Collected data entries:
=== Section Start ===
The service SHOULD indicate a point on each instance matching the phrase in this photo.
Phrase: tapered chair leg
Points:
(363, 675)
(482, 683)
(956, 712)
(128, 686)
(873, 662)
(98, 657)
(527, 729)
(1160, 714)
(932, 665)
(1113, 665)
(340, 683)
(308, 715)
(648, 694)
=== Section End ===
=== Section Start ===
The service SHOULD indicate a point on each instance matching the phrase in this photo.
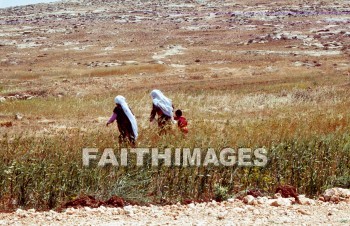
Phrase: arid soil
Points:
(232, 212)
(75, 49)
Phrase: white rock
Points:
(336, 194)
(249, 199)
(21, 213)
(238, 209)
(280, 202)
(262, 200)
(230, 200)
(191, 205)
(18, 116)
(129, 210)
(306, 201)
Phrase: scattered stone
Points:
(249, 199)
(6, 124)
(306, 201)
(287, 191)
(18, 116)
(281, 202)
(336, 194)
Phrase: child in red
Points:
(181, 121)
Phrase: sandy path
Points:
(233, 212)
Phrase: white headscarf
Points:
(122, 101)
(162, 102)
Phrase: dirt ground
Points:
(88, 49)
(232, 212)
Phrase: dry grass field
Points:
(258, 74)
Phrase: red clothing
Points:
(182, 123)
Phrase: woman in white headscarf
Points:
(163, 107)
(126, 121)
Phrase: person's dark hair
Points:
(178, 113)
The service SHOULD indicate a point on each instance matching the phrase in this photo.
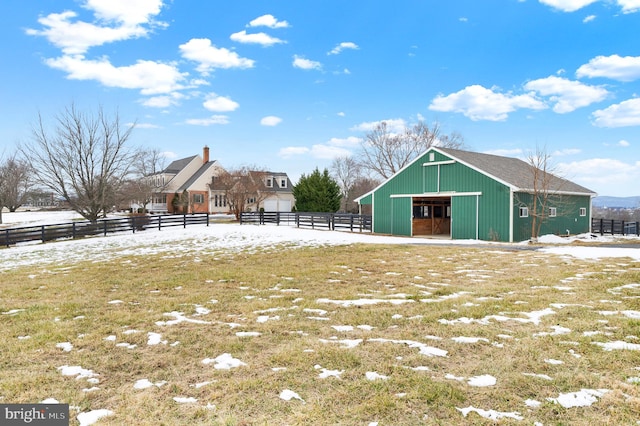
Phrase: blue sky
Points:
=== Section End ===
Which lines of the records above hold the word "white"? Copy each of them.

Phrase: white rock
Phrase: white headscarf
Phrase: woman in white headscarf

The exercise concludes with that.